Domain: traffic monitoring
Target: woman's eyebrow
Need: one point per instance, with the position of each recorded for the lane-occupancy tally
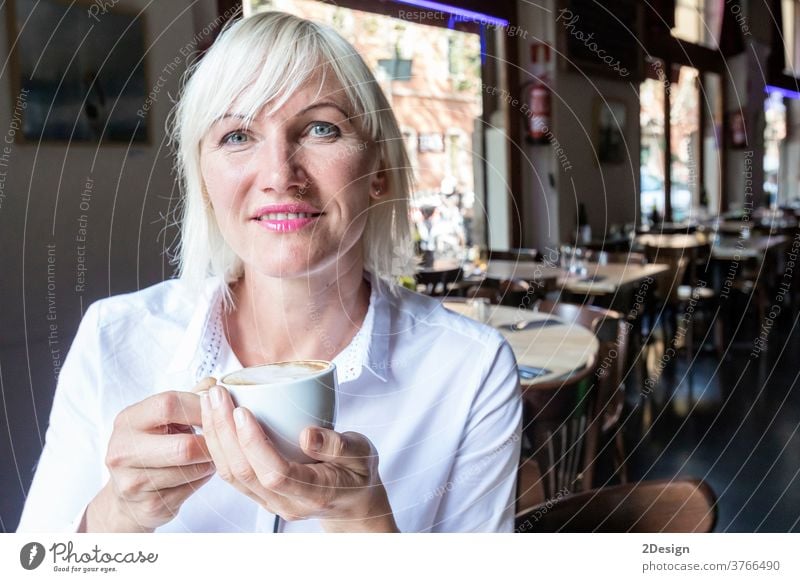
(318, 105)
(321, 104)
(226, 116)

WHAT THE TASK REQUIRES.
Copy out every line of the material above exactly, skipping the pictures.

SOLUTION FOR THIS EXERCISE.
Domain: traffic monitoring
Target: woman's eyebrow
Need: one point per instance, with the position of each recorded for the lane-occupancy tally
(318, 105)
(321, 104)
(226, 116)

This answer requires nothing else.